Stated exercise —
Print every row below word for word, changing nothing.

Source material —
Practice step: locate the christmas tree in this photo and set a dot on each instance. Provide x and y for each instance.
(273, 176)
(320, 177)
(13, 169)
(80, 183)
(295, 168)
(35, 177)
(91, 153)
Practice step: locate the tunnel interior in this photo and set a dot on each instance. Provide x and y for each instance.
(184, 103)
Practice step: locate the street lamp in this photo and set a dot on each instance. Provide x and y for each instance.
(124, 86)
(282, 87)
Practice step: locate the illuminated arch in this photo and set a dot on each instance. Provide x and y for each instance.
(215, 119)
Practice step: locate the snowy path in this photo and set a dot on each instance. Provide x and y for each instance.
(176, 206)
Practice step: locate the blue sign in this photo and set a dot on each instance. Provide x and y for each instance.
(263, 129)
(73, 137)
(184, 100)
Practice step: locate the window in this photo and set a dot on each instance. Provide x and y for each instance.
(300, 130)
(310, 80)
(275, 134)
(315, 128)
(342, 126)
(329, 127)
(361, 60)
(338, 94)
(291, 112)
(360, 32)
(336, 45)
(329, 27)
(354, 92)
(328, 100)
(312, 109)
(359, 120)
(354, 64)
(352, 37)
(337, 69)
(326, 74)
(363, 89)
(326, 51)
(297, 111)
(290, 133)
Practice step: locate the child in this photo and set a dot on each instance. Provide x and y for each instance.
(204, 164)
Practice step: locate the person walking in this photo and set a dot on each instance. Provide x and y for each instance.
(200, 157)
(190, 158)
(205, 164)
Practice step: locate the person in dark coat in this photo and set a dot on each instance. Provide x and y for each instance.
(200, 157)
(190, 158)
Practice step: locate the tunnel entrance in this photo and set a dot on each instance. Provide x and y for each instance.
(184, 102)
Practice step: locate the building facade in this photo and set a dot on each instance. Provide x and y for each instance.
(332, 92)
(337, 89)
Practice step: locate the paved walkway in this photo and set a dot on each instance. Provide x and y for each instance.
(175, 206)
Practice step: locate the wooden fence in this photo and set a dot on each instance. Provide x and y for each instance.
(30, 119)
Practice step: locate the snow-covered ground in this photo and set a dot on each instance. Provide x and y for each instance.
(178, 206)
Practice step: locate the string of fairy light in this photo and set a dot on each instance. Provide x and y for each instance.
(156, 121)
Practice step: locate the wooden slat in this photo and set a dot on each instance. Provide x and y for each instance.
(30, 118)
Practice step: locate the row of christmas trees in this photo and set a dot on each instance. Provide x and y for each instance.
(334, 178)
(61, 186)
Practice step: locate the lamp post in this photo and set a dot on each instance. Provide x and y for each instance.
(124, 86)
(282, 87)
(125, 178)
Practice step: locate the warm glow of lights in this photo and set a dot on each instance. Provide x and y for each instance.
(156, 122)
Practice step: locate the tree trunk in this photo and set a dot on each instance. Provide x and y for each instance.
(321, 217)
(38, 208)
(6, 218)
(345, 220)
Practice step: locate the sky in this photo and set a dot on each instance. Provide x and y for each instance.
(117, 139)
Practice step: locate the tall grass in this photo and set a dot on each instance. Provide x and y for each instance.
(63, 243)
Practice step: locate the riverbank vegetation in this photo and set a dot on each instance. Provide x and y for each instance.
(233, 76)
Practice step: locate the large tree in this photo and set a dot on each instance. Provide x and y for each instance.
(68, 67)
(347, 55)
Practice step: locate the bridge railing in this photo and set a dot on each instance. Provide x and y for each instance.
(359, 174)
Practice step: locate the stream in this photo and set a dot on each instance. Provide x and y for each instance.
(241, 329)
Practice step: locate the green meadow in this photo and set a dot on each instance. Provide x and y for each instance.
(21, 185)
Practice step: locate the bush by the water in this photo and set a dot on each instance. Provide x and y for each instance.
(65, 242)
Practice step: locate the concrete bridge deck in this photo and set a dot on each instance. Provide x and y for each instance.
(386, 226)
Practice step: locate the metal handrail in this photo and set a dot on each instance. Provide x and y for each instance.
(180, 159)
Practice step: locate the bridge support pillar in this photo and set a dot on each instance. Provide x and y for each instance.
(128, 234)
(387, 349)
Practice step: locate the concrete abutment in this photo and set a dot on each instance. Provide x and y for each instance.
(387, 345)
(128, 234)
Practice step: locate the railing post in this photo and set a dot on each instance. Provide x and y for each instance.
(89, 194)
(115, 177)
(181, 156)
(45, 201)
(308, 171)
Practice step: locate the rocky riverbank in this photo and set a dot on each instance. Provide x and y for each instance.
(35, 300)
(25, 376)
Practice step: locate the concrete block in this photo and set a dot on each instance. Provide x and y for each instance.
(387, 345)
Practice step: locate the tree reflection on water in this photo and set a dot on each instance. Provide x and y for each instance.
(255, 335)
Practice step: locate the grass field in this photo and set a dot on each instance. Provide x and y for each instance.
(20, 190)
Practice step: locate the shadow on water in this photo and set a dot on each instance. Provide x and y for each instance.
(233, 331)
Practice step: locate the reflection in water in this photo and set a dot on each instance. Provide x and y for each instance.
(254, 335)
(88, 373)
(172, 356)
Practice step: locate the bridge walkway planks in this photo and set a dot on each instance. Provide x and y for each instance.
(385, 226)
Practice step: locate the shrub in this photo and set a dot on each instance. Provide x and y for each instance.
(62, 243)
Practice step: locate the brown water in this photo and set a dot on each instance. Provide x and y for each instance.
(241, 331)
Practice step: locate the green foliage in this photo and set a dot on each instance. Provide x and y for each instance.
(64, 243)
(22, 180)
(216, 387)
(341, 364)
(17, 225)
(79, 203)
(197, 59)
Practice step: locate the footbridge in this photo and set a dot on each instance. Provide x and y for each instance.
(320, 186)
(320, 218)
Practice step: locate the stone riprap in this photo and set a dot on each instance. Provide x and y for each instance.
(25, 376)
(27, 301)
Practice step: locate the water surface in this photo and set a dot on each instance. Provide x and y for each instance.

Response to this exercise —
Practice step: locate the christmas tree in this photo and set a dot on each instance. Provide x and y for each instance.
(273, 176)
(320, 177)
(13, 169)
(80, 183)
(295, 168)
(35, 177)
(91, 153)
Practice step: locate the tunnel interior in this photo and set a dot on each instance. Provide x and y for each instance.
(184, 103)
Practice step: locate the street lamp in this photo and set a dot on each instance. Provide x and y for each instance.
(124, 86)
(282, 87)
Practice step: locate the illuminated arch in this photo and set a dot on each instance. Provide x and y for each instance.
(215, 119)
Practice step: locate the snowy path in this photo and set a dot on each instance. Provide x and y for each instance.
(176, 206)
Practice step: locate the blue sign in this photo and set a dot on each instance. Provide x and y for each instance.
(263, 129)
(73, 137)
(184, 100)
Practice step: locate the window in this photo and set a dot on each instance. Provide x and y for each instance.
(300, 130)
(310, 80)
(275, 134)
(315, 128)
(342, 126)
(329, 127)
(361, 60)
(338, 94)
(291, 112)
(360, 32)
(336, 45)
(329, 27)
(354, 92)
(328, 100)
(312, 109)
(359, 120)
(354, 64)
(352, 37)
(337, 69)
(326, 74)
(363, 89)
(326, 51)
(297, 111)
(290, 133)
Practice step: locate the child in this photo and set a dot on each instance. Provide x and y for each instance.
(204, 164)
Practice step: locate the person walking in this photo and set a dot on each instance. Provide x and y for each instance.
(200, 157)
(190, 158)
(205, 164)
Practice step: locate the person in dark coat in this photo and set a dot on each instance. Provide x and y for each instance.
(200, 157)
(190, 158)
Practice step: locate the tunnel entrance in this photo and set a dot on each instance. Provide x and y for each instance.
(184, 102)
Practice step: locate the building facade in this photo and set a dot on each instance. Provide x and y for each instance.
(332, 92)
(337, 89)
Practice step: locate the paved walkway in this photo and set a dot on each instance. Provide x and y for each instance.
(175, 206)
Practice step: locate the wooden fence in this photo and set a dot on each instance. Provide x and y for each instance.
(30, 119)
Practice step: locate the snow-covered ground in this photo and set a dot on each instance. Provide x and y for each instance.
(178, 206)
Practice step: locate the string of fairy light in this photo and set a dot on each instance. Provide x and y for each instance.
(156, 121)
Practice step: locate the wooden slat in this photo and set a dot on each instance. Provide x and y for each instance.
(30, 118)
Practice step: locate the row of christmas trees in this photo and set a dot on each instance. Provide x and y for each instance.
(334, 178)
(61, 186)
Practice step: locate the lamp post in this photo and set a dot on each instance. Provide x and y for each instance.
(124, 86)
(282, 87)
(125, 178)
Practice step: locate the warm glow of lights in this photo and set a dot on each instance. Provide x and y for each instance.
(156, 122)
Practice step: locate the tree trunk in this photo and set a dot on each instance. Provide x and y for each instance.
(321, 217)
(38, 208)
(6, 218)
(345, 220)
Practice step: locate the sky in this photo and set a dot on each instance. Provide x and y for each instance.
(117, 139)
Practice step: locate the tall grass in this photo and set a dot on each instance. Provide x and y for each instance.
(63, 243)
Practice step: locate the riverbank vegetation in this photo and set a dot on each instance. Provide x and y for each instance.
(233, 76)
Practice step: locate the large tree in this photo and set a dot on each instance. Provide x and y for each instance.
(68, 67)
(347, 55)
Practice step: locate the bridge railing in this photo and set a dot on each instance. Provide x and y for each instance.
(359, 174)
Practice step: locate the stream in this photo and set a dot on each instance. Provide x and y for each instance.
(241, 329)
Practice step: locate the green meadow in this photo and set a dot on each instance. Provide x and y for each instance.
(21, 185)
Practice step: locate the bush by the water in this photo and set a dot on each instance. Provide x and y for each instance.
(65, 242)
Practice step: locate the concrete bridge deck in this photo and set a dot on each instance. Provide x and y for each instance.
(386, 226)
Practice step: locate the metal handrail in this photo and set a dot on each instance. Provide x and y for each instance.
(180, 159)
Practice step: locate the bridge support pillar in this photo and set a dot on each instance. Provide x and y for each instance.
(128, 234)
(387, 349)
Practice step: locate the concrete abutment in this photo and set a dot on each instance. Provide x and y for each instance.
(387, 345)
(128, 234)
Practice step: locate the railing post in this photo and set a dot on each instance. Provide x and y for each instance.
(89, 194)
(115, 177)
(181, 156)
(45, 201)
(308, 171)
Practice step: locate the rocky riverbank in this photo and set a dot on each instance. Provide x and y for each instance.
(35, 300)
(25, 376)
Practice step: locate the concrete block in this photo and set a dot on each instance. Provide x and y for each instance.
(387, 345)
Practice step: locate the tree reflection on water in this photo and set a dot on each instance. Provide x and y for each instance.
(255, 335)
Practice step: locate the grass field in this photo and set a dot on each instance. Provide x and y for each instance.
(20, 190)
Practice step: locate the shadow on water in this photo and set a dot on each instance. Provide x and y for each instance.
(233, 331)
Practice step: locate the reflection in water in this photo and set a dot on each instance. Provide x and y for each instance.
(254, 335)
(88, 373)
(172, 356)
Practice step: locate the bridge walkway planks in this photo and set a dot on each instance. Provide x and y for each instance.
(385, 226)
Practice step: locate the shrub in this photo and set a dot on each instance. Provide x and y for each instance.
(62, 243)
Practice step: locate the brown water in this photo and set a dot on each instance. Provide x and y for each instance.
(241, 331)
Practice step: locate the green foliage in this photo and set a dot on each instance. Provide x and y for each instance.
(64, 243)
(22, 180)
(216, 387)
(341, 364)
(17, 225)
(79, 203)
(197, 59)
Practice step: locate the footbridge in this photo and set a dot on each instance. Provide x and y for each instance.
(320, 186)
(320, 218)
Practice step: locate the stone riprap in this photo and set a dot on each instance. Provide x and y for each instance.
(25, 376)
(27, 301)
Practice step: locate the water surface in this photo and set a dot on each instance. Provide x and y for each instance.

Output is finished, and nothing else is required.